_Dataset excerpts_.

=======

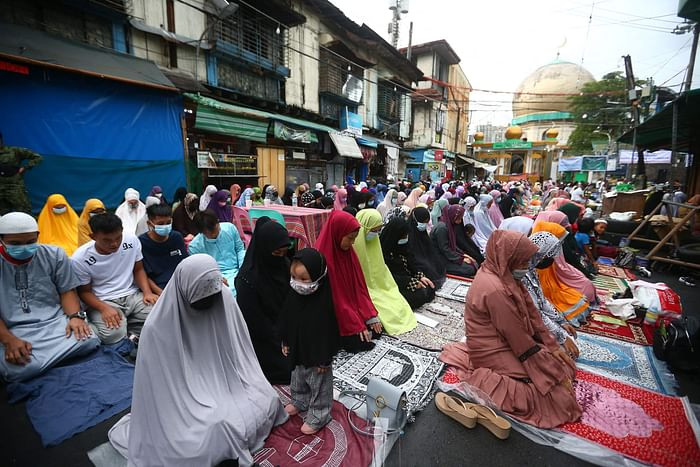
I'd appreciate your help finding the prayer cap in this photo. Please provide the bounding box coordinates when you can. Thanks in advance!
[0,212,39,235]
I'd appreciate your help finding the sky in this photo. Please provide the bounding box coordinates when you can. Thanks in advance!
[331,0,700,129]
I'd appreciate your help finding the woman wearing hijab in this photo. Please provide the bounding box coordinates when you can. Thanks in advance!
[199,185,218,211]
[173,193,199,240]
[379,218,435,309]
[109,255,287,466]
[404,188,423,209]
[236,217,292,384]
[207,190,233,222]
[489,190,503,228]
[532,221,589,327]
[314,210,382,352]
[173,186,187,211]
[408,206,445,289]
[377,188,399,219]
[440,230,581,428]
[333,188,348,211]
[353,209,417,336]
[474,195,496,252]
[281,248,340,435]
[78,198,107,246]
[430,204,478,278]
[38,194,79,256]
[114,188,146,235]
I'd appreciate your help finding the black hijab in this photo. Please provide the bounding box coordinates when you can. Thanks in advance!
[408,207,445,283]
[280,248,340,368]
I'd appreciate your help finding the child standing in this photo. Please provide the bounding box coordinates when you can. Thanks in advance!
[281,248,340,435]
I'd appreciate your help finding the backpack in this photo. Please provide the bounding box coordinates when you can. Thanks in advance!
[654,316,700,371]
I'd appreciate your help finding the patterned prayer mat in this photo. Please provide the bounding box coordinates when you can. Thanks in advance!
[333,336,444,415]
[253,386,374,467]
[578,310,654,345]
[576,334,677,395]
[396,297,464,351]
[435,277,472,303]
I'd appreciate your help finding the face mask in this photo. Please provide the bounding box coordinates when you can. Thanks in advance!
[153,224,173,237]
[513,269,527,281]
[535,258,554,269]
[5,243,39,261]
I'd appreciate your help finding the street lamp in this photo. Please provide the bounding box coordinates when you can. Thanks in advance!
[194,0,238,88]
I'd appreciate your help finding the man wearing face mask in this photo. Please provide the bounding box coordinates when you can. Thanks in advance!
[139,204,187,295]
[0,212,99,381]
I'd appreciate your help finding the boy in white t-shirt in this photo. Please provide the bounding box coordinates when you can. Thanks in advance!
[71,214,158,344]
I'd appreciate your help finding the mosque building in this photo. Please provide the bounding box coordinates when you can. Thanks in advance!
[473,59,594,181]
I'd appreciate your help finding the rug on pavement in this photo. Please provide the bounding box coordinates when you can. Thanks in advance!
[396,297,464,351]
[435,277,472,303]
[438,368,700,467]
[253,386,374,467]
[578,310,654,345]
[576,334,677,395]
[333,336,444,415]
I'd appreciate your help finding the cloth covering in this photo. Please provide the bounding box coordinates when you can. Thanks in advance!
[38,194,79,256]
[315,210,377,336]
[78,198,106,246]
[109,255,287,466]
[353,209,417,336]
[236,217,292,384]
[440,230,581,428]
[114,188,146,234]
[280,248,340,368]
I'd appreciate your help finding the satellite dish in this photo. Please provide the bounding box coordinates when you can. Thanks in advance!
[343,74,364,103]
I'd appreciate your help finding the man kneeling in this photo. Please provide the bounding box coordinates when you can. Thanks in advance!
[0,212,99,381]
[71,214,158,344]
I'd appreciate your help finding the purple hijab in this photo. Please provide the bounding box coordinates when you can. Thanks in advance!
[207,190,233,222]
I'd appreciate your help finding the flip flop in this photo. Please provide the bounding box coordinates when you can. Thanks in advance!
[435,392,478,428]
[467,404,511,439]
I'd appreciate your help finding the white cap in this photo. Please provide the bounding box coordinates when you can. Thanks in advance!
[0,212,39,235]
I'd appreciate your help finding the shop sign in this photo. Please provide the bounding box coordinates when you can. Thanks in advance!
[340,107,362,136]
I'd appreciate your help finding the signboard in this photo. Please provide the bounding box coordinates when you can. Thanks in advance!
[340,107,362,136]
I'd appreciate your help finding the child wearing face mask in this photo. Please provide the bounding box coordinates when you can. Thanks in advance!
[280,248,340,435]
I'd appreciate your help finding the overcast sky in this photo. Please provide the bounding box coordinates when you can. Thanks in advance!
[331,0,700,128]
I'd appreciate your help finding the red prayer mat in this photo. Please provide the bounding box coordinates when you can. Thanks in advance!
[253,386,374,467]
[578,310,654,345]
[559,370,700,467]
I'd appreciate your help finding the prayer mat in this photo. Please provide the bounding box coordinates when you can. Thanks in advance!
[435,277,472,303]
[576,334,677,395]
[253,386,374,467]
[578,310,654,345]
[333,336,444,415]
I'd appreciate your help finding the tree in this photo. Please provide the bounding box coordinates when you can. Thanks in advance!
[568,71,632,154]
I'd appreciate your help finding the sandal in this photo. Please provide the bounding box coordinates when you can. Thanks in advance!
[435,392,478,428]
[468,404,511,439]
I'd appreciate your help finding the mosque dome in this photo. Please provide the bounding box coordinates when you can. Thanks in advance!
[513,60,595,118]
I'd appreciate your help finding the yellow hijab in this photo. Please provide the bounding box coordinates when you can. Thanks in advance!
[532,221,588,321]
[39,194,78,256]
[78,198,106,246]
[353,209,417,336]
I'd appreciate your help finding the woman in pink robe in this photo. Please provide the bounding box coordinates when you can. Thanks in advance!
[440,230,581,428]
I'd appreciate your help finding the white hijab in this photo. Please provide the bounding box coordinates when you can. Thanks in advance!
[199,185,218,211]
[472,195,496,253]
[115,188,146,235]
[109,254,287,466]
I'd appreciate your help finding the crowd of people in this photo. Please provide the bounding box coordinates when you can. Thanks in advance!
[0,177,680,465]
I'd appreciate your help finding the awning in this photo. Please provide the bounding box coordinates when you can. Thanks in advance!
[328,132,364,159]
[194,105,268,143]
[0,23,177,91]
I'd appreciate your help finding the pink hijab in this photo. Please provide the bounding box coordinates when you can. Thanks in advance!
[489,190,503,228]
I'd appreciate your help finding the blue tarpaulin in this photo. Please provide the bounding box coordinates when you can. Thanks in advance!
[0,67,185,212]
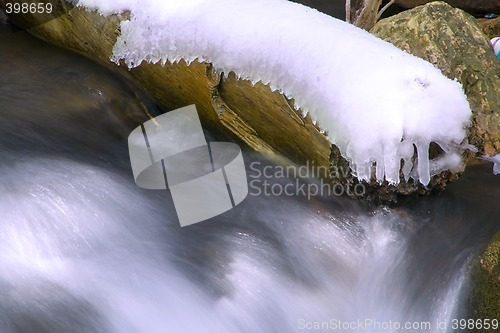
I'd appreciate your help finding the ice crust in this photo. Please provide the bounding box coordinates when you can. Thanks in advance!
[79,0,471,185]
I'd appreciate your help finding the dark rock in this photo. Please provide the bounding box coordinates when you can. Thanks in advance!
[395,0,500,14]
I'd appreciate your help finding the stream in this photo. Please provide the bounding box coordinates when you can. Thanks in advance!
[0,25,500,333]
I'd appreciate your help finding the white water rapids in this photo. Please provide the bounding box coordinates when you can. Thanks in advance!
[0,24,500,333]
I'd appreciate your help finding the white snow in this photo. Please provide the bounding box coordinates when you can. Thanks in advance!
[75,0,471,185]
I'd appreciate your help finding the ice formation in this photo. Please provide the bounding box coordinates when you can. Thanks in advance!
[79,0,471,185]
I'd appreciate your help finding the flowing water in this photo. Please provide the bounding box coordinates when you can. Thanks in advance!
[0,27,500,333]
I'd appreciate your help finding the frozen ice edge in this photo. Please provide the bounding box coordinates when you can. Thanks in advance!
[79,0,471,185]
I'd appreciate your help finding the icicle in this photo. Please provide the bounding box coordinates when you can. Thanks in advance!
[416,142,431,186]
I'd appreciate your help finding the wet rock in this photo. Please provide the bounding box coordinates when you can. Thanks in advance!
[477,16,500,38]
[395,0,500,13]
[371,2,500,156]
[471,233,500,320]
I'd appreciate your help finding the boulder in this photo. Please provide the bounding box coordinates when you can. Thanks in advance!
[394,0,500,14]
[477,16,500,38]
[371,2,500,156]
[471,233,500,320]
[0,0,498,201]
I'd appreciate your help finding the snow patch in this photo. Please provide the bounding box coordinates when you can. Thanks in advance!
[79,0,471,185]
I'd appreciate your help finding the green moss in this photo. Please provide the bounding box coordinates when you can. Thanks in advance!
[471,233,500,320]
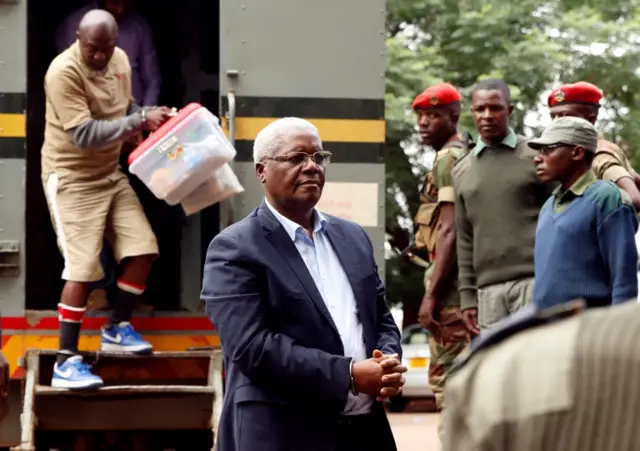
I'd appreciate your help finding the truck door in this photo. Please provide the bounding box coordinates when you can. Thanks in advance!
[220,0,386,276]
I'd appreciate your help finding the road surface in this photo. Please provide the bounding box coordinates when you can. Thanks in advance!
[389,411,440,451]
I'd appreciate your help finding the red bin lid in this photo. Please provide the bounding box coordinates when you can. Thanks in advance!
[128,102,202,164]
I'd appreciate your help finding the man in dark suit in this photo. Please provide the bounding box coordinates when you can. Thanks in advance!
[202,118,406,451]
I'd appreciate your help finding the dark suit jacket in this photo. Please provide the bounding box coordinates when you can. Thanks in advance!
[202,203,401,451]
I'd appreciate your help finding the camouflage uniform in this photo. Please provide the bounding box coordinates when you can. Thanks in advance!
[591,136,634,183]
[416,140,470,432]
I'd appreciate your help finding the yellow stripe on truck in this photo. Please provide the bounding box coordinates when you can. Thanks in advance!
[224,117,386,143]
[0,114,27,138]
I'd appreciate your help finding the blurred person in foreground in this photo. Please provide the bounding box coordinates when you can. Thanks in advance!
[412,83,471,442]
[201,118,406,451]
[442,294,640,451]
[529,116,638,308]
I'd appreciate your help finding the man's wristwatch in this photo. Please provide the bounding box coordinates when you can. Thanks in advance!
[349,359,359,396]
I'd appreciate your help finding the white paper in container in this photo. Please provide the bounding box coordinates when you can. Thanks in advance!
[180,163,244,216]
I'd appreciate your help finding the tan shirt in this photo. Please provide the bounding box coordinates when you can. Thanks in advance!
[442,302,640,451]
[591,138,633,183]
[42,42,133,181]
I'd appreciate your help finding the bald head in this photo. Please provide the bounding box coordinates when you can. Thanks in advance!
[78,9,118,38]
[78,9,118,71]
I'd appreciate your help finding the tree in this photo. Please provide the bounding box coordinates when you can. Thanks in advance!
[386,0,640,322]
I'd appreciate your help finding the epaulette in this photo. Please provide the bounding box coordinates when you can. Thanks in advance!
[451,152,471,181]
[454,299,586,371]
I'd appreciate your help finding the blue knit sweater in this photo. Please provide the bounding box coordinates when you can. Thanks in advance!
[534,172,638,308]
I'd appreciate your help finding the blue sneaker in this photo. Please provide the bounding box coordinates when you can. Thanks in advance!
[100,323,153,354]
[51,355,104,389]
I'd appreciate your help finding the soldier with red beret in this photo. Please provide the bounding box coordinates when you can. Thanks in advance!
[412,83,472,438]
[547,81,640,210]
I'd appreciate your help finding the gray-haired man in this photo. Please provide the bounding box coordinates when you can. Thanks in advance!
[529,117,638,308]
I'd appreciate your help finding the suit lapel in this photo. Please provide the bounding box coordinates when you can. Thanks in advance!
[258,202,340,336]
[326,219,375,350]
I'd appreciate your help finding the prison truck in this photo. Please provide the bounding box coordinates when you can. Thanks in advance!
[0,0,386,451]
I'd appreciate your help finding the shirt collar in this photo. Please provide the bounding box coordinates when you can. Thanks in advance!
[472,127,518,156]
[553,169,598,203]
[264,199,327,241]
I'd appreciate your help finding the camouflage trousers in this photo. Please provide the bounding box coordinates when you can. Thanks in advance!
[429,307,471,436]
[478,277,534,331]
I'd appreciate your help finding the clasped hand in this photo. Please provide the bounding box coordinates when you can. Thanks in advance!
[353,349,407,401]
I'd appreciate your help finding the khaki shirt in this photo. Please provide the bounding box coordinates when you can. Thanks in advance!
[42,42,133,181]
[591,137,633,183]
[442,302,640,451]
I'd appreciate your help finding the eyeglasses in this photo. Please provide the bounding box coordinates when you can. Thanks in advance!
[265,150,331,167]
[539,143,576,155]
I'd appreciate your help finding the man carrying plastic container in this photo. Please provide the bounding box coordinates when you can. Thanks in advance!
[42,10,170,389]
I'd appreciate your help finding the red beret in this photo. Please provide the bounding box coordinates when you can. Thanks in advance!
[547,81,602,107]
[412,83,460,111]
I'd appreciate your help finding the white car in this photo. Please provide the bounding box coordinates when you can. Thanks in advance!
[389,324,433,412]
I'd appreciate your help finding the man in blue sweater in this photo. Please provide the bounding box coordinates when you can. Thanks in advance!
[529,116,638,308]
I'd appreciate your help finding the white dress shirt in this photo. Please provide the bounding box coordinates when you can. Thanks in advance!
[265,199,373,415]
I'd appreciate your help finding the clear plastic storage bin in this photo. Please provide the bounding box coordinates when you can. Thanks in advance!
[180,164,244,216]
[129,103,236,205]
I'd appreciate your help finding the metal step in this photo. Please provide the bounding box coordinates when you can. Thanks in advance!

=======

_What is needed_.
Convert the records above into a Markdown table with the columns Row and Line. Begin at the start of the records and stop after the line containing "[331,0,700,129]", leaving out blank lines and the picture.

_Answer to the task_.
| Row | Line |
|---|---|
| 1 | I'd appreciate your help finding the prayer cap in this photo. Please provide the bounding box coordinates when you can. Thanks in advance! |
| 2 | [0,212,39,235] |
| 3 | I'd appreciate your help finding the sky in this photo. Please provide the bounding box coordinates when you can. Thanks in advance! |
| 4 | [331,0,700,129] |